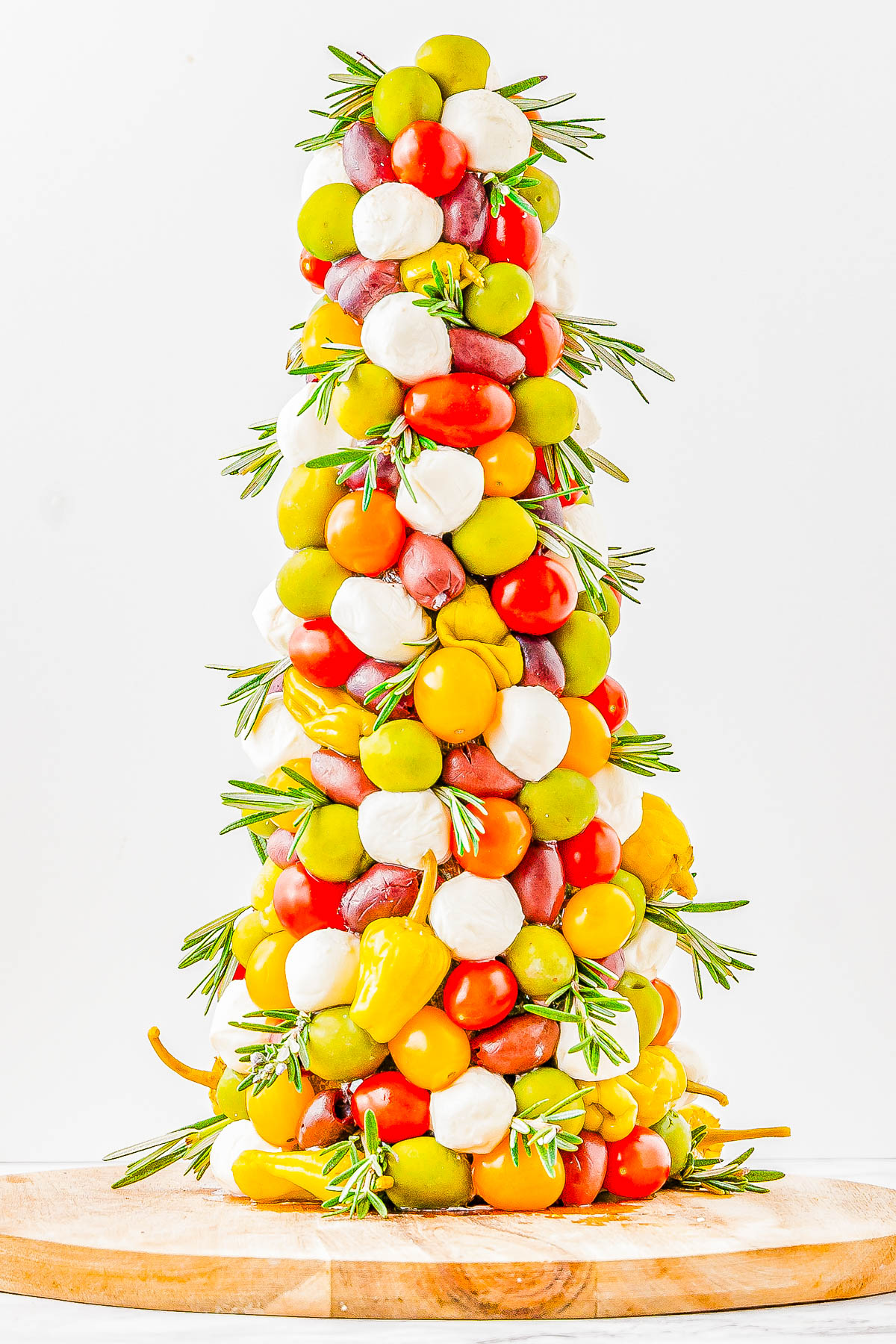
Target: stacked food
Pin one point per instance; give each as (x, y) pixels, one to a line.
(447, 984)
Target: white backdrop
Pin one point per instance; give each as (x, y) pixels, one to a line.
(738, 221)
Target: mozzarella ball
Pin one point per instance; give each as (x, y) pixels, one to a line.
(555, 276)
(529, 732)
(406, 340)
(401, 827)
(448, 488)
(276, 738)
(237, 1139)
(321, 969)
(395, 221)
(381, 618)
(497, 134)
(473, 1113)
(476, 917)
(620, 793)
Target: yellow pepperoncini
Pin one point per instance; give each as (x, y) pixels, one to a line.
(329, 718)
(472, 623)
(402, 964)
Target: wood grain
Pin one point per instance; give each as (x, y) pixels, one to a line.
(179, 1246)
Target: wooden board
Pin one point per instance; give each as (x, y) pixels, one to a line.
(178, 1246)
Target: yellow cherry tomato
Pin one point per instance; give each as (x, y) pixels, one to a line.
(598, 920)
(430, 1050)
(590, 741)
(521, 1189)
(454, 695)
(508, 463)
(267, 974)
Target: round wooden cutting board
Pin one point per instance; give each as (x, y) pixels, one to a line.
(175, 1245)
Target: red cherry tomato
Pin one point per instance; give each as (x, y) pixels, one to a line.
(480, 994)
(594, 855)
(535, 597)
(637, 1166)
(402, 1109)
(430, 158)
(514, 235)
(320, 651)
(586, 1167)
(304, 903)
(612, 700)
(461, 410)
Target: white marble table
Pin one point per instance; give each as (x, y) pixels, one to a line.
(37, 1322)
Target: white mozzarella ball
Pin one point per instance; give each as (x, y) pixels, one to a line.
(529, 732)
(401, 827)
(274, 623)
(234, 1140)
(276, 738)
(497, 134)
(555, 276)
(476, 917)
(448, 488)
(381, 618)
(321, 969)
(395, 221)
(473, 1113)
(620, 800)
(406, 340)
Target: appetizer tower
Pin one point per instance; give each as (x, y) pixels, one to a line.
(445, 983)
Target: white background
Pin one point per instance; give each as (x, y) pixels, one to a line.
(738, 220)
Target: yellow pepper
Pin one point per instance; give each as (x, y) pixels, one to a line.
(402, 965)
(329, 718)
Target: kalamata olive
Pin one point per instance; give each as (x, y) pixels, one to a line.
(432, 571)
(467, 213)
(340, 777)
(367, 156)
(385, 890)
(541, 665)
(516, 1045)
(539, 883)
(477, 352)
(473, 768)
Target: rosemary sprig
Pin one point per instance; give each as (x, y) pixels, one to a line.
(190, 1142)
(716, 959)
(588, 1003)
(461, 806)
(258, 463)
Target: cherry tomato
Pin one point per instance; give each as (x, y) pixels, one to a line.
(321, 652)
(366, 541)
(591, 856)
(541, 337)
(460, 410)
(430, 158)
(612, 700)
(536, 597)
(480, 994)
(586, 1167)
(637, 1166)
(304, 903)
(402, 1109)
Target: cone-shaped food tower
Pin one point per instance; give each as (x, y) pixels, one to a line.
(445, 984)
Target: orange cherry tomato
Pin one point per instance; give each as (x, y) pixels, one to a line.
(366, 541)
(501, 844)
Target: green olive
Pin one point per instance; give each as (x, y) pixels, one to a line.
(428, 1175)
(541, 960)
(500, 535)
(308, 582)
(326, 221)
(339, 1050)
(559, 806)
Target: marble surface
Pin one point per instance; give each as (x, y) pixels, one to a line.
(35, 1322)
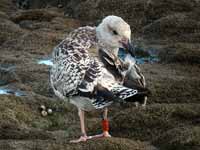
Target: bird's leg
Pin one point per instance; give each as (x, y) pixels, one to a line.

_____

Reproduce every line above word for word, and leave the pictures out of your copy.

*RESPONSE*.
Target: stacked food
Pin one point per instance; give each as (x, y) pixels, one to a line.
(447, 984)
Target: white backdrop
Pin one point per instance; give each as (x, y) pixels, one to a line.
(738, 221)
Target: mozzarella ball
Pin one point per instance; give each as (x, y) pixels, one to a line.
(555, 276)
(529, 732)
(406, 340)
(401, 827)
(448, 488)
(276, 738)
(237, 1139)
(321, 969)
(395, 221)
(381, 618)
(497, 134)
(473, 1113)
(476, 917)
(620, 793)
Target: yellow pepperoncini
Pin one point per instance; give each as (x, y) pixels, one to a line.
(329, 718)
(472, 623)
(402, 964)
Target: wood grain
Pin one point per instance; give each as (x, y) pixels, one to a line.
(179, 1246)
Target: wooden board
Pin one point per instance; give each as (x, y) pixels, one to a line.
(178, 1246)
Target: yellow cherry tomato
Pin one point per instance; give each as (x, y) pixels, one to a line.
(598, 920)
(430, 1050)
(590, 741)
(521, 1189)
(454, 695)
(508, 463)
(267, 974)
Target: round wooden cutting board
Pin one point per instance; give each as (x, y) pixels, one to a line.
(175, 1245)
Target: red cherry tomato
Pin one point per instance; give each as (x, y) pixels, one to a line.
(480, 994)
(594, 855)
(535, 597)
(637, 1166)
(402, 1109)
(430, 158)
(514, 235)
(320, 651)
(586, 1167)
(304, 903)
(612, 700)
(461, 410)
Target: white marble table
Pin one point per instance; give each as (x, y) pixels, one to a line.
(37, 1322)
Target: white mozzarella ball
Pin one point per instance; give each as (x, y) pixels, one to a line.
(529, 732)
(401, 827)
(274, 623)
(234, 1140)
(276, 738)
(497, 134)
(555, 276)
(476, 917)
(448, 488)
(381, 618)
(321, 969)
(395, 221)
(473, 1113)
(620, 800)
(406, 340)
Target: appetizer tower
Pin one point per instance; give each as (x, y) pixels, one to a line.
(445, 983)
Target: white background
Pin one point per instance; give each as (x, y) pixels, one to a line.
(738, 220)
Target: yellow pepper
Pin one point per instance; give each as (x, y) pixels, one to a line.
(402, 965)
(329, 718)
Target: kalamata olive
Pin one point per instance; give each as (x, y) pixels, one to a line.
(432, 571)
(467, 213)
(340, 777)
(367, 156)
(385, 890)
(541, 665)
(516, 1045)
(539, 883)
(477, 352)
(473, 768)
Target: rosemary sprig
Pin one point per instance; give each as (x, y) pixels, one to a line.
(190, 1142)
(716, 959)
(588, 1003)
(461, 806)
(258, 463)
Target: cherry tomato
Pin one point per instance; give each as (x, y) pixels, one to a line.
(321, 652)
(366, 541)
(591, 856)
(541, 337)
(460, 410)
(430, 158)
(612, 700)
(536, 597)
(480, 994)
(586, 1167)
(637, 1166)
(304, 903)
(402, 1109)
Target: cone-shaped food tower
Pin one point per instance; give each as (x, y) pixels, one to a line.
(445, 984)
Target: orange cherry tomato
Pin one point per instance; give each as (x, y) pixels, one to a line.
(366, 541)
(501, 844)
Target: green olive
Pin one point per instance; give each as (x, y) pixels, one to a line.
(428, 1175)
(541, 960)
(500, 535)
(308, 582)
(326, 221)
(339, 1050)
(559, 806)
Target: marble surface
Pin one point per instance; give each as (x, y) pixels, one to a line.
(35, 1322)
Target: bird's leg
Pin one point per instance; give each as (x, y) pixels, one to a line.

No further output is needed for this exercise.